*** Data supplied

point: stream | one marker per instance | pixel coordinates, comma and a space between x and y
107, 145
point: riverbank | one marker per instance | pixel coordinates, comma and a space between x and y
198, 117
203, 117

******

▶ _Work instructions_:
Copy each of the records above word for word, keeping every line as it appears.

▶ _Result for this task_:
point: stream | one marker per instance | pixel coordinates, comma and a space between x and y
107, 145
point: riverbank | one marker per instance | pixel coordinates, comma and a space between x and y
198, 117
203, 117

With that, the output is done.